#### [Exercise goal]
Rewrite everything from the line containing "Q: What bounding box encloses the large" down to the line containing "[465,80,533,123]", requests included, shifting every coordinate in the answers by -80 and leaving the request lines unchanged.

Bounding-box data
------------
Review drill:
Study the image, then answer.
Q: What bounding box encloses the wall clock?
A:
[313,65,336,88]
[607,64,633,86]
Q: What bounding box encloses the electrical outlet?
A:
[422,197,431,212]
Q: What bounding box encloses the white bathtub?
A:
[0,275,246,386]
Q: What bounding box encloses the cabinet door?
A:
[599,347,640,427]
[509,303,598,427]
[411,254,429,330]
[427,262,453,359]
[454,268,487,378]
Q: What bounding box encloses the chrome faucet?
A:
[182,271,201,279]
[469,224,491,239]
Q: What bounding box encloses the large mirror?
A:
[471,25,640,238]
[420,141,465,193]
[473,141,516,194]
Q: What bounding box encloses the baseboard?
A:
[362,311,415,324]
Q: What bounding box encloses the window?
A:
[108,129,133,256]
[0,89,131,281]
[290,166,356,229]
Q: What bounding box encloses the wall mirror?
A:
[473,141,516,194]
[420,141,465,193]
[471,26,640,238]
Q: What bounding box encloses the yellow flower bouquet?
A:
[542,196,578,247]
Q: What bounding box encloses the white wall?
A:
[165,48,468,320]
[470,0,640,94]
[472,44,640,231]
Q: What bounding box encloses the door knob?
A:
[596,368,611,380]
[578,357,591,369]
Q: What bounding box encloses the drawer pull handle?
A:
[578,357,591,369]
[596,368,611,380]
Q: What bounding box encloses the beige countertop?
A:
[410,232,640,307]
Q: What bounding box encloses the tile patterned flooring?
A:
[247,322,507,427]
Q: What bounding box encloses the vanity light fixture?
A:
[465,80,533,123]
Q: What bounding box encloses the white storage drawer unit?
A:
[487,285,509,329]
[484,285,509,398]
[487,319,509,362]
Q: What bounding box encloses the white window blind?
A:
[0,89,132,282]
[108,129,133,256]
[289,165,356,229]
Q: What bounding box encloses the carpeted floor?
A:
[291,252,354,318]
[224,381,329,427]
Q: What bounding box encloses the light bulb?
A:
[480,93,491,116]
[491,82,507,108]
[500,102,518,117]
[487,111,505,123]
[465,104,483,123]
------------
#### [Answer in full]
Q: What bounding box encloses the large mirror?
A:
[391,-55,560,158]
[340,61,385,113]
[393,61,436,114]
Q: What bounding box encloses the baseboard?
A:
[282,231,335,244]
Q: What bounding box encloses the window?
A:
[28,49,53,176]
[-80,9,51,201]
[210,86,276,149]
Q: What bounding box encloses the wall mirror?
A:
[393,61,436,114]
[340,61,385,113]
[391,-54,560,158]
Q: What bounding box encloses the yellow flower bouquet?
A:
[462,116,498,167]
Q: What bounding box encloses the white wall?
A:
[85,-32,388,240]
[390,-80,560,14]
[392,-36,560,151]
Q: What bounding box encloses the door knob?
A:
[516,288,531,300]
[498,277,511,289]
Q: What bounding box encloses the drawer pull handle?
A:
[498,277,511,289]
[516,288,531,300]
Q: What bounding box encloses the beige countertop?
A:
[330,152,560,227]
Q: What bounding box encloses the tile patterned flooring?
A:
[167,242,427,347]
Q: What bounding box encloses the vanity light fixture?
A:
[385,0,453,43]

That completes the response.